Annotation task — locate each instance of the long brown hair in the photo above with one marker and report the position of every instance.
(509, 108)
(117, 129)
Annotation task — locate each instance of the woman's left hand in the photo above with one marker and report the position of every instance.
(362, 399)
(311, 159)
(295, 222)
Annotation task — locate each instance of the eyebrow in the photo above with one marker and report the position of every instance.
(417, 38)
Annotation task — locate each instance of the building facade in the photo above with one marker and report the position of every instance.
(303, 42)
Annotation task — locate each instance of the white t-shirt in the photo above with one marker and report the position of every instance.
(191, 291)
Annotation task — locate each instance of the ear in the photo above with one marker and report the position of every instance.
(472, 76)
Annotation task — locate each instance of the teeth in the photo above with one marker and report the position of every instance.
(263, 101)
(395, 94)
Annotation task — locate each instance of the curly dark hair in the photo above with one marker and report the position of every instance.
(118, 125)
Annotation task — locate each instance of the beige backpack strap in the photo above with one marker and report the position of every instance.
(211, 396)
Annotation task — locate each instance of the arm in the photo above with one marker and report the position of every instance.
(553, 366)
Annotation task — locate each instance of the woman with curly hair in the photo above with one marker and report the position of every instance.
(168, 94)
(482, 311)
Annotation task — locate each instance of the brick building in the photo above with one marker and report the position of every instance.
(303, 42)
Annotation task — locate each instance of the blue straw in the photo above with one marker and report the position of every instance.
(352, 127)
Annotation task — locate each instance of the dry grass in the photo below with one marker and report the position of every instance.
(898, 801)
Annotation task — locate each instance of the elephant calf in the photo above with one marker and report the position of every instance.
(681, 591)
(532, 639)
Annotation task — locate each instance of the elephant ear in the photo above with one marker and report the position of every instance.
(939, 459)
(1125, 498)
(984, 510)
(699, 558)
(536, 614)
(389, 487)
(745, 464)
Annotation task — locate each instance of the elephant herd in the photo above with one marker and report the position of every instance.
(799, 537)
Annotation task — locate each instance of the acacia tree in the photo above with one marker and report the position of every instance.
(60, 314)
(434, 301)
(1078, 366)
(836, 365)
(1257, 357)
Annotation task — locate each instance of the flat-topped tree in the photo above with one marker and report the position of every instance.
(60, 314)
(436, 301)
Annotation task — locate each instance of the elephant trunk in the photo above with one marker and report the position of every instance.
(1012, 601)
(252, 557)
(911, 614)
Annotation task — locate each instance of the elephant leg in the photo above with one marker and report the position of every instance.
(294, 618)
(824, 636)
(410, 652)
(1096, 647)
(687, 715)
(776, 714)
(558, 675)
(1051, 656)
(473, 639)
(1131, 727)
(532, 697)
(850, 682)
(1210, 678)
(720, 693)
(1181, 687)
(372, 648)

▸ Goal of the exercise: Convert every line of the items above into a Markdown table with the columns Row and Line. Number the lines in order and skip any blank ones.

▸ Result:
| Row | Line |
|---|---|
| 1 | Annotation task — locate each instance of the long brown hair in the photo above with one marker and report the position of every instance. |
| 2 | (509, 108) |
| 3 | (117, 129) |
| 4 | Annotation task — locate each instance of the woman's left hand in the photo above with one marker and report the position of every instance. |
| 5 | (362, 399) |
| 6 | (311, 159) |
| 7 | (295, 222) |
| 8 | Annotation task — locate each instance of the eyebrow in the photo above with one marker and report the position of every instance. |
| 9 | (417, 38) |
| 10 | Annotation task — locate each instance of the building facade in the photo above with one marker and report the position of every instance. |
| 11 | (303, 42) |
| 12 | Annotation task — locate each instance of the white t-shirt in the photo above with one marker and report the position of every instance. |
| 13 | (191, 291) |
| 14 | Annotation task — locate each instance of the ear in the photo above with one marker and report the position of every instance. |
| 15 | (472, 76) |
| 16 | Annotation task — locate each instance of the teeth in the photo above with one marker and report the position of every instance. |
| 17 | (263, 101) |
| 18 | (395, 94) |
| 19 | Annotation task — locate each instance of the curly dark hair in the photo above with one marker and report the position of every instance. |
| 20 | (118, 125) |
| 21 | Annotation task — locate each instance of the beige backpack strap in the photo above with one marker and report the position of every instance. |
| 22 | (211, 396) |
| 23 | Annotation task — locate each instance of the arm in the photo above with one marker and report the position of every instance. |
| 24 | (553, 366) |
| 25 | Annotation task — locate each instance of the woman with curly hair in the photo above with one marker and report the position of every instance. |
| 26 | (168, 94) |
| 27 | (482, 311) |
| 28 | Annotation task — locate each instance of the brick building in the photo above with one marker and report the position of every instance. |
| 29 | (303, 42) |
| 30 | Annotation task — locate each instance of the blue straw in the photo above with one marker and report the position of every instance. |
| 31 | (352, 127) |
| 32 | Annotation task — locate each instance of the dry grass in the photo below with one marker and report the position of every instance. |
| 33 | (898, 801) |
| 34 | Annotation task — locate each instance of the elephant calf in the photo above with one marker and report the position of every instance. |
| 35 | (681, 591) |
| 36 | (532, 639) |
| 37 | Annotation task — locate each instance of the elephant ear in the photo above with one marker and report the position of every instance. |
| 38 | (939, 459) |
| 39 | (1125, 498) |
| 40 | (984, 510) |
| 41 | (699, 558) |
| 42 | (536, 614) |
| 43 | (389, 487) |
| 44 | (745, 464) |
| 45 | Annotation task — locate each instance of the elephant herd in the photo above with one marker and report the position of every instance. |
| 46 | (799, 537) |
| 47 | Annotation task — locate each instance of the acacia tree in the photo above with one marker and report the position of every instance. |
| 48 | (60, 314) |
| 49 | (434, 301) |
| 50 | (1078, 366) |
| 51 | (836, 365) |
| 52 | (1257, 357) |
| 53 | Annotation task — locate each instance of the flat-topped tree in the photo above with one marker and report the position of every instance. |
| 54 | (60, 314) |
| 55 | (436, 301) |
| 56 | Annotation task — locate each instance of the elephant trunk in the photo above with one marker and report the position of every instance. |
| 57 | (1012, 601) |
| 58 | (252, 557) |
| 59 | (911, 614) |
| 60 | Annotation task — locate each instance of the elephant leg in the photo above with one marker and report the position of every instance. |
| 61 | (294, 618) |
| 62 | (824, 636) |
| 63 | (410, 652) |
| 64 | (1096, 647) |
| 65 | (687, 715) |
| 66 | (776, 714) |
| 67 | (558, 675) |
| 68 | (1051, 656) |
| 69 | (473, 639) |
| 70 | (1131, 727) |
| 71 | (532, 697) |
| 72 | (850, 682) |
| 73 | (1210, 678) |
| 74 | (720, 693) |
| 75 | (1181, 687) |
| 76 | (372, 648) |